Dataset rows —
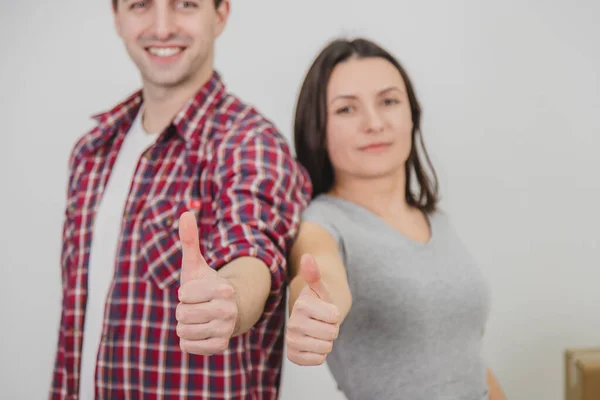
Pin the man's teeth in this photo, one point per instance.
(164, 51)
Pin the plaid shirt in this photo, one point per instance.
(222, 160)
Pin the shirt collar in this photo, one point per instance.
(185, 123)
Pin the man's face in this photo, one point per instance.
(170, 41)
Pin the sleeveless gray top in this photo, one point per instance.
(419, 310)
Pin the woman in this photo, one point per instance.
(382, 285)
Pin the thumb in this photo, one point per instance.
(193, 265)
(312, 276)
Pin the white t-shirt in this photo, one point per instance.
(107, 229)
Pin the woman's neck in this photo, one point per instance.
(385, 196)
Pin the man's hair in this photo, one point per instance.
(310, 124)
(217, 3)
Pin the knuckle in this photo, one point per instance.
(329, 347)
(222, 344)
(180, 330)
(335, 313)
(334, 331)
(225, 290)
(302, 305)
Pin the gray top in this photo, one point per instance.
(419, 310)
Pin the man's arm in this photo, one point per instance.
(251, 281)
(260, 192)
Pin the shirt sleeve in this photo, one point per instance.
(260, 192)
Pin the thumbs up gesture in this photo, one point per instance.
(207, 312)
(314, 322)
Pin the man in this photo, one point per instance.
(181, 206)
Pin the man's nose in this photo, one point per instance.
(164, 21)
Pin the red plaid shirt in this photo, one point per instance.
(221, 159)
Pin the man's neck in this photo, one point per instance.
(162, 104)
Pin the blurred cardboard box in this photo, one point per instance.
(582, 368)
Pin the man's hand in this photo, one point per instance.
(314, 322)
(207, 313)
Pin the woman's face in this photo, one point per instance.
(369, 122)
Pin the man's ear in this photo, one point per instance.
(222, 16)
(115, 12)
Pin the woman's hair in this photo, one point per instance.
(310, 125)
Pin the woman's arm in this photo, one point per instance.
(316, 241)
(320, 297)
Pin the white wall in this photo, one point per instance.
(511, 95)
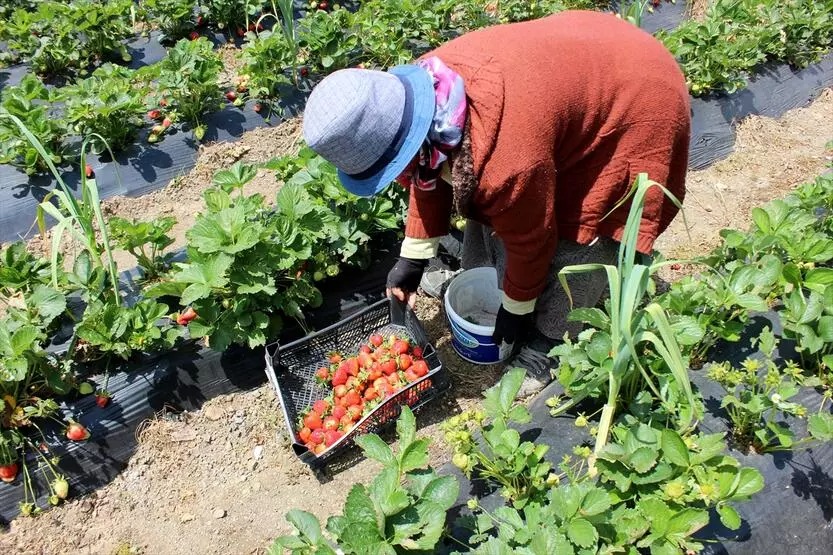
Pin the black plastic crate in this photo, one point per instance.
(291, 371)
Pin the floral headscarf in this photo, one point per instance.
(446, 129)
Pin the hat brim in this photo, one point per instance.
(423, 113)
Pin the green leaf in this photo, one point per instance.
(500, 397)
(596, 501)
(443, 491)
(643, 459)
(751, 481)
(674, 448)
(375, 448)
(582, 533)
(729, 517)
(820, 426)
(414, 456)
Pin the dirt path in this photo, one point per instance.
(220, 480)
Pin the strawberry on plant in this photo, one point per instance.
(8, 472)
(102, 398)
(77, 432)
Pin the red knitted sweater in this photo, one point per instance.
(564, 112)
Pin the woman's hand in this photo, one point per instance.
(404, 278)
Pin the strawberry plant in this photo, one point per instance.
(243, 260)
(111, 330)
(29, 103)
(146, 241)
(267, 59)
(107, 107)
(230, 15)
(175, 18)
(403, 508)
(187, 81)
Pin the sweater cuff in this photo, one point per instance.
(420, 249)
(517, 307)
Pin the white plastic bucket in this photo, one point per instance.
(472, 301)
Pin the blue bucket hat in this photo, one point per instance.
(370, 124)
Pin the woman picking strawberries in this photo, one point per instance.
(532, 131)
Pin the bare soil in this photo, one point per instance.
(221, 479)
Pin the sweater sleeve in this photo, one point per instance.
(429, 212)
(526, 224)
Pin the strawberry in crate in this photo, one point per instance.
(381, 369)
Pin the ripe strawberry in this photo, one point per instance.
(8, 472)
(77, 432)
(321, 406)
(400, 347)
(353, 398)
(331, 423)
(340, 377)
(354, 412)
(186, 316)
(388, 367)
(420, 368)
(331, 436)
(61, 487)
(102, 398)
(312, 420)
(352, 366)
(317, 436)
(404, 362)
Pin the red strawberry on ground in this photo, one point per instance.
(77, 432)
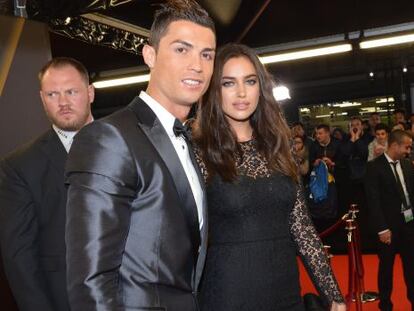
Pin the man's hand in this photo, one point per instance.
(328, 162)
(338, 306)
(355, 133)
(385, 237)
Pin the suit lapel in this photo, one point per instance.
(407, 173)
(156, 133)
(53, 149)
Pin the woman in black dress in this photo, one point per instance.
(257, 215)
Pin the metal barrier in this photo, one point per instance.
(356, 289)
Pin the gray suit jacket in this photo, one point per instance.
(132, 230)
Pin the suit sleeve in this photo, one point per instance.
(372, 190)
(19, 242)
(101, 178)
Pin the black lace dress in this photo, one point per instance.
(257, 226)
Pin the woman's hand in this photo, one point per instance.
(338, 306)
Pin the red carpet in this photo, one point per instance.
(340, 267)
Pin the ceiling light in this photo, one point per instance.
(347, 104)
(281, 92)
(367, 44)
(282, 57)
(121, 81)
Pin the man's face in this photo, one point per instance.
(356, 124)
(322, 136)
(66, 98)
(298, 130)
(182, 65)
(381, 136)
(374, 120)
(403, 150)
(399, 117)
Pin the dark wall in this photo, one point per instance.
(23, 51)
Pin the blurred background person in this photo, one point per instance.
(301, 154)
(380, 142)
(33, 194)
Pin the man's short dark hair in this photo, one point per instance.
(298, 123)
(399, 110)
(397, 136)
(324, 126)
(59, 62)
(353, 118)
(382, 126)
(177, 10)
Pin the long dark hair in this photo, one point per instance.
(214, 136)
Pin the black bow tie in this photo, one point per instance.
(180, 129)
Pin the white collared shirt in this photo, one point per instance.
(66, 137)
(167, 120)
(400, 174)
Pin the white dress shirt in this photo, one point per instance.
(167, 120)
(401, 175)
(66, 137)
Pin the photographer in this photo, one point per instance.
(355, 154)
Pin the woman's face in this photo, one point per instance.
(239, 90)
(297, 144)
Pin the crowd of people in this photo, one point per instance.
(137, 212)
(370, 165)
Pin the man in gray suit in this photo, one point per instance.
(33, 194)
(136, 213)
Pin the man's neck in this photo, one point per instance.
(179, 111)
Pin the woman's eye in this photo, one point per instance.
(251, 81)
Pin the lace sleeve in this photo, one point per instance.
(311, 251)
(200, 162)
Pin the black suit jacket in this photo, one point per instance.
(383, 198)
(132, 228)
(32, 222)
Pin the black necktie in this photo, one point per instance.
(399, 185)
(179, 129)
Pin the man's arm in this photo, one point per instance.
(19, 242)
(102, 180)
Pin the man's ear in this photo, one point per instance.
(149, 55)
(91, 93)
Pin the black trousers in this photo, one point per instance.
(402, 242)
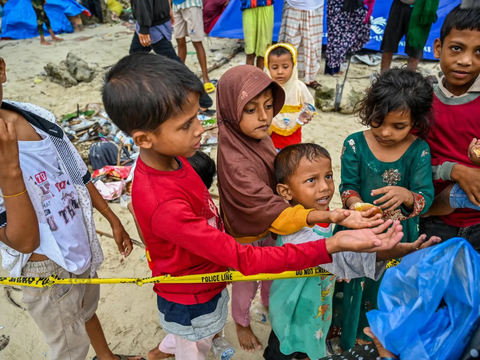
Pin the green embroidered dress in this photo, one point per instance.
(362, 172)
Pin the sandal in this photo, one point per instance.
(209, 87)
(314, 85)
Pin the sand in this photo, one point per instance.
(128, 312)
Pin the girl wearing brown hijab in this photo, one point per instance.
(247, 101)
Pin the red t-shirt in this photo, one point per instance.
(281, 142)
(454, 128)
(185, 235)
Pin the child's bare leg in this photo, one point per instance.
(441, 204)
(54, 38)
(247, 339)
(98, 341)
(251, 59)
(157, 354)
(260, 62)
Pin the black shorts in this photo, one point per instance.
(397, 27)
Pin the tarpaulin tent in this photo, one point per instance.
(230, 23)
(20, 21)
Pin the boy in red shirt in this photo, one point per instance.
(456, 107)
(155, 100)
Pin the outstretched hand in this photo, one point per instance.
(404, 249)
(356, 219)
(366, 240)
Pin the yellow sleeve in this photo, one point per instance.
(290, 220)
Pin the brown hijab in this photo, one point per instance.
(246, 178)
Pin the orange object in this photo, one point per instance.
(367, 206)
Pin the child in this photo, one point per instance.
(42, 18)
(453, 197)
(281, 62)
(155, 100)
(47, 227)
(389, 167)
(257, 18)
(301, 309)
(302, 26)
(456, 106)
(247, 103)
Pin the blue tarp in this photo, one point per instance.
(230, 23)
(20, 22)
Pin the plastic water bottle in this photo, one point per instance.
(222, 350)
(308, 110)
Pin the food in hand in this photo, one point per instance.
(367, 206)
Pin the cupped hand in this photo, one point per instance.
(403, 249)
(356, 219)
(474, 146)
(369, 240)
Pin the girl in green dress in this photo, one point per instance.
(389, 167)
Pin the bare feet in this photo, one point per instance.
(156, 354)
(247, 339)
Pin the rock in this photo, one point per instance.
(325, 98)
(79, 68)
(60, 75)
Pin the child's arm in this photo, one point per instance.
(176, 222)
(418, 198)
(124, 243)
(21, 232)
(350, 176)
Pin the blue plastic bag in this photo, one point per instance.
(429, 303)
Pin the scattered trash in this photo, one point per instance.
(4, 340)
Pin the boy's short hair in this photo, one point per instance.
(142, 91)
(460, 19)
(398, 90)
(204, 167)
(287, 160)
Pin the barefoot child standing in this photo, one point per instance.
(389, 167)
(247, 101)
(42, 18)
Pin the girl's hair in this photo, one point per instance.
(398, 90)
(279, 51)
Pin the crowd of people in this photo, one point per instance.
(408, 182)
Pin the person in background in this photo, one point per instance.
(188, 21)
(155, 101)
(286, 128)
(257, 17)
(456, 107)
(154, 32)
(302, 26)
(404, 20)
(348, 28)
(47, 228)
(42, 18)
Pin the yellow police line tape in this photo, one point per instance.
(227, 276)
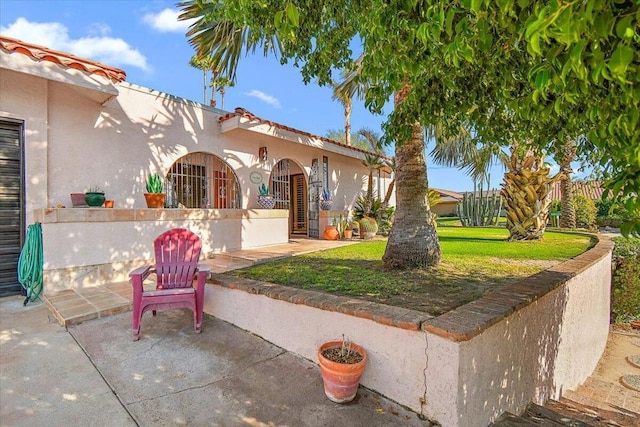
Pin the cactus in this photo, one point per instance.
(263, 190)
(154, 183)
(481, 210)
(368, 225)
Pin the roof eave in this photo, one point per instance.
(242, 123)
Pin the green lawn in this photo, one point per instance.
(475, 261)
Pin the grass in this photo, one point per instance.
(475, 261)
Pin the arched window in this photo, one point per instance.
(202, 180)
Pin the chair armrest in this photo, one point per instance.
(143, 271)
(137, 278)
(203, 268)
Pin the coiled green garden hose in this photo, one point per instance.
(30, 263)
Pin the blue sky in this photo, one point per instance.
(146, 40)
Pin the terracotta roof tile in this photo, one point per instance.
(241, 112)
(41, 53)
(590, 189)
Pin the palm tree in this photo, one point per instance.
(565, 154)
(391, 164)
(204, 63)
(373, 161)
(223, 40)
(526, 190)
(413, 241)
(345, 91)
(463, 152)
(222, 82)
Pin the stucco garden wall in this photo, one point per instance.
(91, 247)
(526, 342)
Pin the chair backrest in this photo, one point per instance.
(177, 254)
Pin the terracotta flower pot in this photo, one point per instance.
(341, 380)
(331, 233)
(154, 200)
(94, 199)
(78, 200)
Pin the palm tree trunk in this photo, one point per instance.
(526, 189)
(347, 122)
(387, 195)
(413, 241)
(204, 82)
(567, 212)
(213, 88)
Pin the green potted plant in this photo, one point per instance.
(341, 365)
(94, 197)
(325, 201)
(368, 227)
(265, 199)
(154, 196)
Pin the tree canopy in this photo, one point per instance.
(524, 71)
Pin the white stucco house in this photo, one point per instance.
(68, 124)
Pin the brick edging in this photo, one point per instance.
(460, 324)
(384, 314)
(470, 320)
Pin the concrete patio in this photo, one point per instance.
(93, 374)
(229, 376)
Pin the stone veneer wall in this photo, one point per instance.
(525, 342)
(85, 247)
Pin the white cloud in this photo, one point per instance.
(271, 100)
(108, 50)
(166, 21)
(99, 29)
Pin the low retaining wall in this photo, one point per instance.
(525, 342)
(86, 247)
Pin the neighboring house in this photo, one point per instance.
(67, 124)
(590, 189)
(448, 202)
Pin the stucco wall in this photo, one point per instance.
(25, 98)
(91, 247)
(526, 342)
(397, 357)
(76, 140)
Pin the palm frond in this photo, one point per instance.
(213, 35)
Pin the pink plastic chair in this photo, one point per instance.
(177, 252)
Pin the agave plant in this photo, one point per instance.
(154, 183)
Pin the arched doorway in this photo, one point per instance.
(202, 180)
(289, 188)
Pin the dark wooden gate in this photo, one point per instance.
(11, 204)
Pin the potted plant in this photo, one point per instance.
(154, 195)
(344, 226)
(78, 200)
(368, 227)
(325, 201)
(94, 197)
(265, 199)
(348, 231)
(341, 365)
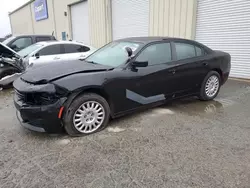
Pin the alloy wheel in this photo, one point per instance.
(89, 117)
(212, 86)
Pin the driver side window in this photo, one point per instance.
(50, 50)
(156, 54)
(21, 43)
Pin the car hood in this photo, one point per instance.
(7, 52)
(57, 70)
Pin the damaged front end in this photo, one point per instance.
(38, 105)
(11, 66)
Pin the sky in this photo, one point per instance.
(6, 7)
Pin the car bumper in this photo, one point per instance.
(40, 118)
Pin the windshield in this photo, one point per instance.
(8, 40)
(113, 54)
(27, 51)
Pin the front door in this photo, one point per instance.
(190, 69)
(146, 85)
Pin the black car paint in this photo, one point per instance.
(32, 37)
(153, 84)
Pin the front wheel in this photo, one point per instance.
(210, 86)
(88, 113)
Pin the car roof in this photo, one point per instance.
(146, 40)
(51, 42)
(33, 36)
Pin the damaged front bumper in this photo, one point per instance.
(7, 80)
(39, 118)
(34, 114)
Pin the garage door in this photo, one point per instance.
(225, 25)
(80, 22)
(130, 18)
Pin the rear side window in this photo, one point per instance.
(73, 48)
(184, 51)
(156, 54)
(40, 39)
(199, 51)
(50, 50)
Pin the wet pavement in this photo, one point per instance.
(185, 143)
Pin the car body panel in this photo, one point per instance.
(128, 88)
(42, 60)
(8, 42)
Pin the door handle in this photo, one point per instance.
(172, 71)
(205, 63)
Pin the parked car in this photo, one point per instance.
(11, 66)
(52, 51)
(40, 54)
(20, 42)
(121, 77)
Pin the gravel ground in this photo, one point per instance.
(186, 143)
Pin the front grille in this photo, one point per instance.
(20, 96)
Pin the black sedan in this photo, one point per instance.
(121, 77)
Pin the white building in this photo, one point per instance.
(220, 24)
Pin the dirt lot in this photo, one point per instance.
(187, 143)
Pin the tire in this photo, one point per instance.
(204, 95)
(79, 107)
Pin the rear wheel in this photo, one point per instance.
(210, 86)
(88, 113)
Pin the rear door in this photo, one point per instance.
(191, 67)
(48, 54)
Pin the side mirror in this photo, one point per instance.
(37, 55)
(13, 46)
(139, 63)
(129, 51)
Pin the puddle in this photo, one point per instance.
(115, 129)
(63, 142)
(163, 111)
(195, 106)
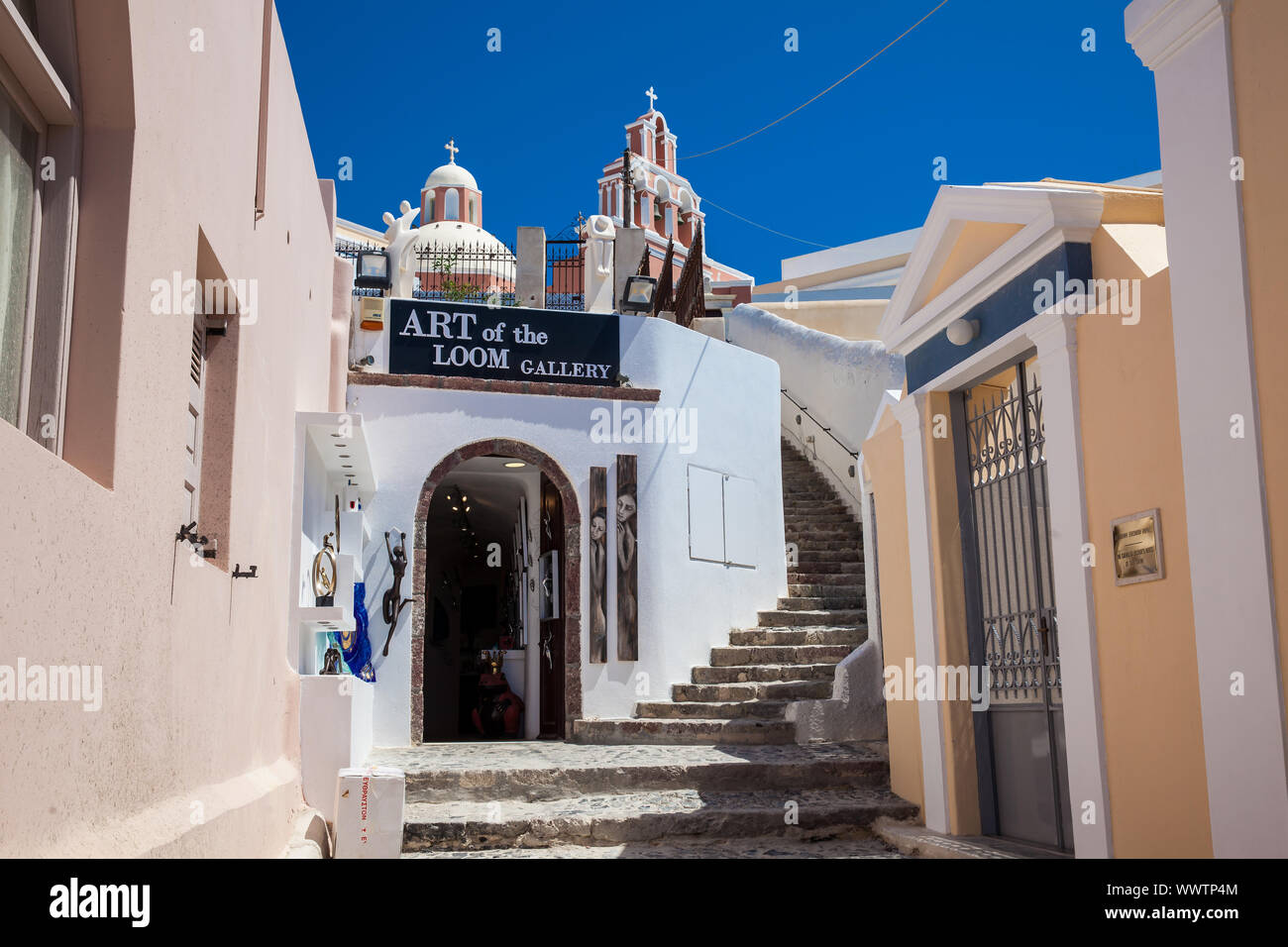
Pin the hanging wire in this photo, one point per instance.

Aim — Drop the pictures, then write out only the lines running from the one containing "Pin the white building" through the last line above, both included, exactly.

Written answer —
Pin the white building in this photo, one point per instance.
(220, 24)
Pin the dirt lot in this photo, one point per instance.
(187, 143)
Pin the tire in this photo, one point per instance.
(204, 95)
(79, 107)
Pin the rear wheel in this photo, one point per instance.
(210, 86)
(88, 113)
Pin the rear door in this photo, one point per instance.
(191, 67)
(48, 54)
Pin the side mirror in this photo, one point per instance.
(37, 55)
(13, 46)
(139, 63)
(129, 51)
Pin the puddle in this photo, one point per instance.
(115, 129)
(63, 142)
(163, 111)
(195, 106)
Pin the hanging wire in this photo, one point per instance.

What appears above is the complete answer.